--- START ---
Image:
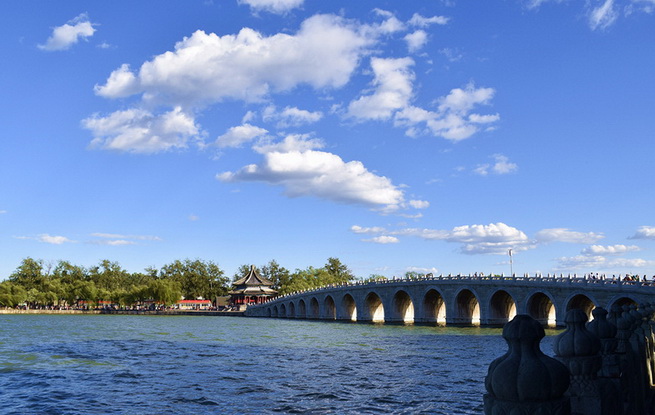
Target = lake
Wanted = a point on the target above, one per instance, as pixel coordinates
(126, 364)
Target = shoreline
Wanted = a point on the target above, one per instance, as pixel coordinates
(131, 312)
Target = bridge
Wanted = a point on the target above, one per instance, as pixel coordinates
(457, 300)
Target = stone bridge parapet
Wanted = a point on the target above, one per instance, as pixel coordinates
(456, 300)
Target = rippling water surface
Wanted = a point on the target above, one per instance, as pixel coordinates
(102, 364)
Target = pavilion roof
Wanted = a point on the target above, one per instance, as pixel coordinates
(253, 279)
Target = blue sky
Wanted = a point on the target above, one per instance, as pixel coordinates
(428, 136)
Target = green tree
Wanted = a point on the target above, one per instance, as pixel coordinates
(276, 273)
(11, 294)
(29, 274)
(197, 278)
--- END ---
Exactly as they appear, transcribe the lines from the top of the material above through the line with "Target = stone bridge parapet". Omit any picture.

**Answer for this exercise**:
Image:
Target = lake
Wanted = a point on the target above, one per instance, as pixel coordinates
(126, 364)
Target = shoreline
Wanted = a point on the target above, one per instance, as pixel coordinates
(131, 312)
Target = bridge
Wanted = a point on the target above, one per instance, as pixel coordinates
(457, 300)
Target = stone bridge parapet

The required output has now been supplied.